■ Exercise instructions: A complete, unaltered copy of the listing is needed. Write it out.

══ Extracted information

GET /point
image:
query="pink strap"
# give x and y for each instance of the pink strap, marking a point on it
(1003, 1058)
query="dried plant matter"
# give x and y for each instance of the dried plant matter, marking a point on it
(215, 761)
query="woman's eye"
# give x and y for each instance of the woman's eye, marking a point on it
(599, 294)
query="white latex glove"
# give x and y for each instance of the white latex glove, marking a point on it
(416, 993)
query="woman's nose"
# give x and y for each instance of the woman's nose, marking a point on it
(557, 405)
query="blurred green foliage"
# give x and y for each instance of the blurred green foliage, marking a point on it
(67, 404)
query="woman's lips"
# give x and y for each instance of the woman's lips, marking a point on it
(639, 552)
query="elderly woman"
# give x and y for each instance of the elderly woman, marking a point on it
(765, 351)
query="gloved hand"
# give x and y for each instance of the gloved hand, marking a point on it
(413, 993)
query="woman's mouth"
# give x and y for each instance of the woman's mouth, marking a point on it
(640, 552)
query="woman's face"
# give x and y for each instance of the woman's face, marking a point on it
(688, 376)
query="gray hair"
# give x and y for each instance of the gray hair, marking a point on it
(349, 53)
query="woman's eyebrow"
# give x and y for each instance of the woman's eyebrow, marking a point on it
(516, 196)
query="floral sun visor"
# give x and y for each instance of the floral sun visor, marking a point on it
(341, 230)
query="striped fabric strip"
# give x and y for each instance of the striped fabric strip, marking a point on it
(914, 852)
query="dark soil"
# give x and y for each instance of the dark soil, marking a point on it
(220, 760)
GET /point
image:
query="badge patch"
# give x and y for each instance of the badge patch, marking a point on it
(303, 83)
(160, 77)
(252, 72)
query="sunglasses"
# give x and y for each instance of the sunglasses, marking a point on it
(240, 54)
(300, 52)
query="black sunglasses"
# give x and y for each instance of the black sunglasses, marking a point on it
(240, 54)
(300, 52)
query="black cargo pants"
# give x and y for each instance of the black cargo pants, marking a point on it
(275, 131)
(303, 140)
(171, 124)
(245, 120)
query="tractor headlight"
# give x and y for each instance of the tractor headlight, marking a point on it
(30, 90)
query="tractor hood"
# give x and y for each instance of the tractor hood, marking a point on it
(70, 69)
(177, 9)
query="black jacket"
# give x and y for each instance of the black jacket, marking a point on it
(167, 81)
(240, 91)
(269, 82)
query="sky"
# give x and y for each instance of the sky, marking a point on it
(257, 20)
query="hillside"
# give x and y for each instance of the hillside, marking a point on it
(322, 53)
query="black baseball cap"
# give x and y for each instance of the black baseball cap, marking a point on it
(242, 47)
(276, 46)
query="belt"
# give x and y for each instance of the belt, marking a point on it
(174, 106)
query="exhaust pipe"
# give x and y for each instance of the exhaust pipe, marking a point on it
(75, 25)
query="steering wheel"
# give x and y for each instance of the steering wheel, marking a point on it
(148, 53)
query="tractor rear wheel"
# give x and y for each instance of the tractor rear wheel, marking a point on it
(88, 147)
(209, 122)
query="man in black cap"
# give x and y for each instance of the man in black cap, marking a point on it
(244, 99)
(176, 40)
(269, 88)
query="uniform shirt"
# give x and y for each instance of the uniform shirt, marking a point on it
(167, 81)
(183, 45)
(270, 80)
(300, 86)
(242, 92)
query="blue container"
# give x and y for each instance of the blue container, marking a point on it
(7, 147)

════

■ Solution to this problem:
GET /point
image:
query="pink strap"
# give x and y for each instance of the pink strap, marking a point on it
(1003, 1058)
query="dried plant matter"
# give x and y for each instance of the dried plant matter, marking a point on it
(215, 761)
query="woman's eye"
# give x and y for each instance of the woman's eye, marking a point on it
(599, 294)
query="white latex glove"
# give x and y for each instance of the white latex glove, marking a point on it
(416, 993)
query="woman's nose"
# give x and y for each instance of the woman's nose, marking a point on it
(557, 405)
query="blurred green foliage"
# give x and y for each instance of the blurred green foliage, marking a point on it
(67, 404)
query="woman's lips"
# give x and y for each instance of the woman's lips, marking a point on it
(639, 552)
query="elderly woman"
# give x and y for each instance of the elderly woman, marking a point on it
(765, 351)
query="gloved hand"
# give x and y for each instance of the gloved hand, marking a point on it
(413, 993)
query="woman's mouth"
# give x and y for each instance of the woman's mouth, marking a point on it
(640, 552)
query="woman's face"
# give x and y for each instance of the woman's face, marking a point on it
(688, 376)
query="gray hair"
# give x and y for each instance of the gray hair, marking a point on it
(349, 53)
query="woman's eyebrow"
# give x and y for each instance of the woman's eyebrow, marking a point on it
(516, 196)
query="floral sun visor"
# give x and y for each instance of the floral sun visor, marking a point on it
(341, 230)
query="striped fabric strip"
# give x and y for each instance of the striped fabric strip, marking a point on it
(914, 852)
query="dark soil"
# give x and y for each instance of the dark soil, marking a point on it
(220, 760)
GET /point
image:
query="badge patch"
# give x and y for each instance of the badge patch, marking a point on it
(303, 83)
(160, 77)
(252, 72)
query="sunglasses"
# give x and y for each instance of the sunglasses, marking a point on it
(240, 54)
(300, 52)
query="black sunglasses"
# give x and y for each instance of the black sunglasses, marking a point on it
(240, 54)
(300, 52)
query="black cargo pants"
# give x and y for each instance of the black cargo pants, marking a point on it
(275, 131)
(303, 140)
(171, 124)
(245, 120)
query="tractor headlight"
# give x and y for each instance of the tractor headlight, marking a point on it
(30, 90)
query="tractor hood"
# give x and y for each instance of the tractor hood, marking a point on it
(70, 69)
(177, 9)
query="black jacket"
# give x and y for each instance of the black jacket, marking a point on it
(167, 81)
(240, 91)
(269, 82)
query="sky"
# give x and y for each instance of the sky, marking a point on it
(257, 20)
query="hillside"
# give x and y for each instance of the hillside, marking a point on it
(322, 53)
query="black baseball cap"
# give x and y for each instance of the black baseball cap, marking a point on it
(242, 47)
(276, 46)
query="belt"
# give x and y for each instance of the belt, marking a point on it
(174, 106)
query="exhaust pipe"
# give x and y for each instance of the exhaust pipe, marking a point on it
(75, 25)
query="steering wheel"
# give x and y for each instance of the steering wheel, marking a point on it
(148, 53)
query="tractor rear wheel"
# give x and y for each instance of the tractor rear wheel, marking a point on it
(88, 147)
(209, 122)
query="man in black cap"
# give x and y for each instance of the man in black cap, marking a point on it
(244, 99)
(176, 40)
(269, 88)
query="uniform shirt"
# give x and y for each instance of the uniform shirt, marking a point on it
(167, 81)
(183, 45)
(270, 80)
(300, 86)
(242, 92)
query="blue container"
# give x and y for each instance of the blue container, marking a point on it
(7, 147)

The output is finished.